═════ PROVIDED DATA

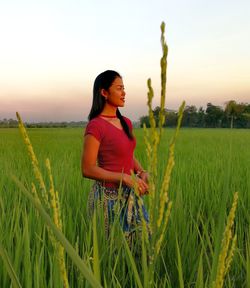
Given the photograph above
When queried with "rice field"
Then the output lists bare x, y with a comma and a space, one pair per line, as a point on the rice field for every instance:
210, 165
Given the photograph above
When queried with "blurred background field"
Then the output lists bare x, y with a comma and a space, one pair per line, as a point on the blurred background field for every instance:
210, 165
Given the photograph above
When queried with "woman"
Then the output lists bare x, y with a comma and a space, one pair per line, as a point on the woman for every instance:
108, 155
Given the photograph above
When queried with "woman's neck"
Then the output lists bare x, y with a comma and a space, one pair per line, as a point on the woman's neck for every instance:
109, 110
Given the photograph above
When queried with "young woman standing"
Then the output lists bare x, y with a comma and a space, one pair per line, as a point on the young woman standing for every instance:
108, 155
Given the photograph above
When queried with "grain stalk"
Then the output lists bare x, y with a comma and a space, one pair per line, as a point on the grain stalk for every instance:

══════════

- YOUR OBJECTIVE
Reproduce all of the data above word for word, leaving out the pictures.

- FULL RESPONSE
Given the photograph above
When queried with "rice field"
Then the output lists bare x, y with a comma and a space, one pair per line, as a point on the rice field for every instance:
210, 165
Given the photograph above
When queried with "blurred background field"
Then the output lists bare x, y with a comma and a space, one pair per line, as a point on the blurred background field for every instance:
210, 165
Given the photograph above
When queried with "woman"
Then the output lists bare x, y with a comma and a space, one pair per line, as a point on the woman for every instance:
108, 155
Given the photograph above
When queried with "woman's neck"
Then the output lists bare x, y with a comma and a space, one pair per line, as a point on the woman's neck for every instance:
109, 110
Given the photograph above
When queried with "young woman standing"
Then the output lists bare x, y with a comma and a space, one pair per line, as a point on the young woman standing for every instance:
108, 155
Given the photograph above
When queried with "grain stalk"
Then the output lists bare x, y with a comma and a space, one pair per line, as a point on the grain stalk for every instance:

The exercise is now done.